> STATED PROBLEM: List each line in the listing below that contains the word "like". Case counts.

--- START EXERCISE DATA ---

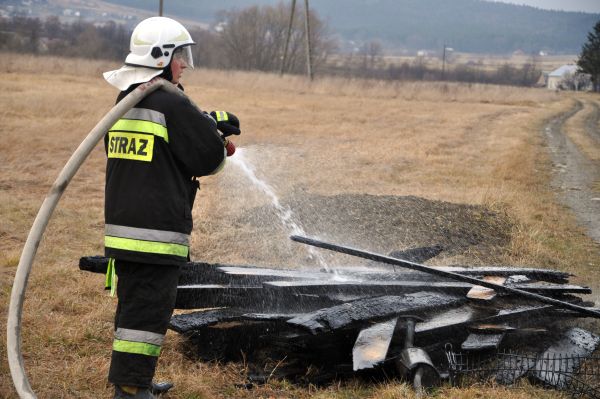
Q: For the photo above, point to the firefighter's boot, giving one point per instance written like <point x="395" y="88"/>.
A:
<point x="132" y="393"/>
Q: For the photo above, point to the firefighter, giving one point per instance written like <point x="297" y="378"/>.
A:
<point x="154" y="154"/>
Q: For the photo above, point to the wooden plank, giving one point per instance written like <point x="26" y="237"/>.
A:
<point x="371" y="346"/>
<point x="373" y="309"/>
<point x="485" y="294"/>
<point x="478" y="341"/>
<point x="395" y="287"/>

--- END EXERCISE DATA ---
--- START EXERCISE DATA ---

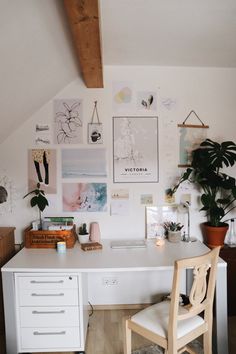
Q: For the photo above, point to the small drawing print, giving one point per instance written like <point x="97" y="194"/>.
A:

--- END EXERCISE DATA ---

> OUTPUT BELOW:
Q: For the photo above, point to the firefighter's boot, giving one point per instance written like <point x="395" y="88"/>.
Q: For the photo above, point to the firefighter, giving one point per instance written like <point x="297" y="378"/>.
Q: For the photo above, point to the wooden plank, giving one point per instance written like <point x="26" y="237"/>.
Q: For the photo above, point to the small drawing print, giving one point per instance written like <point x="97" y="194"/>.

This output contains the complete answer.